§ **Task data**
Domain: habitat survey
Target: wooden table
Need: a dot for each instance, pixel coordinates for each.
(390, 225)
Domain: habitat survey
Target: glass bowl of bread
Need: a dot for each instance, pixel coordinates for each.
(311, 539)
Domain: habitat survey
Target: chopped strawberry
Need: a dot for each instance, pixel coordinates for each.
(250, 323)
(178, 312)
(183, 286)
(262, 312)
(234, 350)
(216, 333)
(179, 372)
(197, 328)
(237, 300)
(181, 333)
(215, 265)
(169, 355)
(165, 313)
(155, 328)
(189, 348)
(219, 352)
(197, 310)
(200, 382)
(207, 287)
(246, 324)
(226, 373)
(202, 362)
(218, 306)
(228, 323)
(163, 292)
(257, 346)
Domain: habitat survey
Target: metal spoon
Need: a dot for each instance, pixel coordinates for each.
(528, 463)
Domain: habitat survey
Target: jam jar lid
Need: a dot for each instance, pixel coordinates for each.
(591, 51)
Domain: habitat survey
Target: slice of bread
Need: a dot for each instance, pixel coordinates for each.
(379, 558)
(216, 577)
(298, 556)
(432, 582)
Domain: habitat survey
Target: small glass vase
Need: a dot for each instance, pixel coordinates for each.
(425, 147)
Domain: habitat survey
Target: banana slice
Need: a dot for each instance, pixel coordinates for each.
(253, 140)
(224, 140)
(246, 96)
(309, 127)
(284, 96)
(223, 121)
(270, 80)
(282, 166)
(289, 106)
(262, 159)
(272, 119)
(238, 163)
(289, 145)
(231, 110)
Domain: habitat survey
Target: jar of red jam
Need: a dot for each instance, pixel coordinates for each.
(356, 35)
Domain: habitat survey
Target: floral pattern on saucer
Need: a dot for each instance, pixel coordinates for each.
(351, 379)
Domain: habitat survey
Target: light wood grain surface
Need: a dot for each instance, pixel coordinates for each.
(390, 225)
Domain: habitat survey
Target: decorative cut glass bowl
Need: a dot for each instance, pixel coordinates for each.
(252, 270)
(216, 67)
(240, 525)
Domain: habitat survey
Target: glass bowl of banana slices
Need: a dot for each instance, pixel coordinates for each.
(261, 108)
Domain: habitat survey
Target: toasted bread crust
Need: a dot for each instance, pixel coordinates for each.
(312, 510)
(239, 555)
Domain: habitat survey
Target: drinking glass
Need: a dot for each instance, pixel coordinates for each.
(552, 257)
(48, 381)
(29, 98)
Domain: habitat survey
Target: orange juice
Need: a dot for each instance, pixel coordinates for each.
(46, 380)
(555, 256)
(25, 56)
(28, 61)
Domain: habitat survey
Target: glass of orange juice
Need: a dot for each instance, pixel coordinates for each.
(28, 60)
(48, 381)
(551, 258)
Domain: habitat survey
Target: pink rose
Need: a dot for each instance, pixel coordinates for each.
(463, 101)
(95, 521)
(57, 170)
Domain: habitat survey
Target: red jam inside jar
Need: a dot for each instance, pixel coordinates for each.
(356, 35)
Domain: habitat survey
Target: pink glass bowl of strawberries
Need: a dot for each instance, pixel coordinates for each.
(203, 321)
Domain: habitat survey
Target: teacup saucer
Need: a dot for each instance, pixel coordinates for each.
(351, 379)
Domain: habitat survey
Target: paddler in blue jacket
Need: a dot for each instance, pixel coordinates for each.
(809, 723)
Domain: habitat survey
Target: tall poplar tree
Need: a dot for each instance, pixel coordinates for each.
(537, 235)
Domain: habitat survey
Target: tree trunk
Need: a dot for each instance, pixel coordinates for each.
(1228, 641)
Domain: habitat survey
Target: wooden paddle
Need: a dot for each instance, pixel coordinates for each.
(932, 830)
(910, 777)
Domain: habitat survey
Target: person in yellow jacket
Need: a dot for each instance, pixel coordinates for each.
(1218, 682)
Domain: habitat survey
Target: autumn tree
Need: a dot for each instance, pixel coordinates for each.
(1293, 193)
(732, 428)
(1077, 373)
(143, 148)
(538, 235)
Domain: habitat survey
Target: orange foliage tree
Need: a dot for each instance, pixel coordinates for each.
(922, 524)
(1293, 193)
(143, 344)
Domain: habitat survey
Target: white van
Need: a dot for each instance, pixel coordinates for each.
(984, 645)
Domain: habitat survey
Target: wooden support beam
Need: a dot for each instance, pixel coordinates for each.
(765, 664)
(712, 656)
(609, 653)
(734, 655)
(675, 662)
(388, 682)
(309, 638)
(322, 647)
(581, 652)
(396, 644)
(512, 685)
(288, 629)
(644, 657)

§ **Work instructions**
Retype every record above exactly as it appears.

§ **Answer to this task**
Domain: habitat survey
Target: wooden table
Need: a dot for each instance, pixel coordinates for each.
(390, 225)
Domain: habitat survey
Target: glass bowl of bread
Need: a dot for each instance, pixel coordinates for each.
(311, 539)
Domain: habitat survey
Target: chopped strawberry
Need: a dot for each instance, pixel coordinates for each.
(250, 323)
(178, 312)
(183, 286)
(262, 312)
(234, 350)
(216, 333)
(179, 372)
(197, 328)
(237, 300)
(181, 333)
(215, 265)
(169, 355)
(165, 313)
(155, 328)
(189, 348)
(219, 352)
(197, 310)
(200, 382)
(207, 287)
(246, 324)
(226, 373)
(202, 362)
(218, 306)
(228, 323)
(163, 292)
(257, 346)
Domain: habitat survey
Target: metal spoon
Need: a dot for each instance, pixel coordinates for each.
(528, 463)
Domain: habitat survey
Target: jam jar lid
Need: a dot for each instance, pixel coordinates for each.
(591, 51)
Domain: habitat survey
Target: slice of bread
Need: a dot for each instance, pixel coordinates for each.
(379, 558)
(216, 577)
(298, 556)
(432, 582)
Domain: habitat survey
Target: small glass vase
Need: a dot for each instance, pixel coordinates for each.
(425, 147)
Domain: habitat survey
Target: banana slice
Need: a dot for each instance, pixel coordinates for each.
(253, 140)
(224, 140)
(246, 96)
(309, 127)
(284, 96)
(223, 121)
(270, 80)
(282, 166)
(289, 106)
(262, 159)
(272, 119)
(238, 163)
(289, 145)
(231, 110)
Domain: habitat survey
Target: jar of red jam
Need: a dot for each instance, pixel coordinates for each.
(356, 35)
Domain: habitat survey
Target: floral pattern on saucer
Need: a dot for each instance, pixel coordinates for each.
(351, 379)
Domain: habitat survey
Target: light wood grain surface
Need: a dot for each instance, pixel coordinates for each.
(390, 225)
Domain: habitat survey
Target: decorative cut glass bowl
Need: a dot for each instance, pixel coordinates for each.
(252, 270)
(216, 67)
(240, 525)
Domain: habitat survey
Target: glass bowl of banana slices
Need: a dot for each instance, pixel coordinates for each.
(261, 108)
Domain: habitat survey
Target: toasted bread crust
Need: a dot for each instance, pixel coordinates for each.
(312, 510)
(239, 555)
Domain: habitat survey
Target: drinking glass
Need: a dot for each instance, pixel coordinates for each.
(552, 257)
(48, 381)
(29, 98)
Domain: habitat survey
Target: orange juice
Need: a dot for each instance, pixel coordinates for each.
(46, 380)
(555, 256)
(25, 56)
(28, 61)
Domain: habitat survey
Target: glass of orange juice
Need: a dot for each instance, pixel coordinates for each.
(28, 60)
(48, 381)
(551, 258)
Domain: habitat survey
Target: pink rose
Need: a dot for each instance, pixel coordinates for each.
(463, 101)
(95, 521)
(57, 170)
Domain: habitat survey
Target: red jam inside jar
Need: a dot for each instance, pixel coordinates for each.
(356, 35)
Domain: habitat survey
Target: pink glass bowl of strawberries
Need: a dot for each instance, pixel coordinates for each.
(203, 321)
Domain: habitat survey
Target: teacup saucer
Need: a dot for each instance, pixel coordinates for each.
(351, 379)
Domain: habitat survey
Target: paddler in blue jacket
Need: a dot for each instance, pixel coordinates for each.
(809, 723)
Domain: habitat survey
Target: tall poplar tree
Need: a dot for each instance, pixel coordinates for each.
(537, 235)
Domain: habitat survey
Target: tree trunk
Need: a dot for each instance, pixel coordinates for each.
(1228, 641)
Domain: habitat survey
Target: wooden paddle
Need: a dot for each instance, pixel coordinates for each.
(932, 830)
(910, 777)
Domain: habitat survey
Target: person in yellow jacket
Need: a dot for each instance, pixel coordinates for each.
(1218, 682)
Domain: habitat survey
Target: autumn tree
Need: a dot for each instance, pixel coordinates for each.
(1293, 193)
(732, 428)
(1077, 373)
(143, 148)
(538, 235)
Domain: habitat survey
Target: orange foliage tree
Need: a dot for each instance, pixel coordinates for each.
(922, 524)
(1293, 193)
(143, 344)
Domain: habitat survey
Target: white van
Need: a dot for each instance, pixel coordinates for each.
(984, 645)
Domain: habitat survey
Target: wooden support beam
Need: a dot for each instance, pixel coordinates for each.
(765, 664)
(712, 656)
(609, 653)
(734, 655)
(675, 662)
(388, 682)
(309, 638)
(322, 647)
(581, 652)
(396, 644)
(512, 685)
(288, 629)
(644, 657)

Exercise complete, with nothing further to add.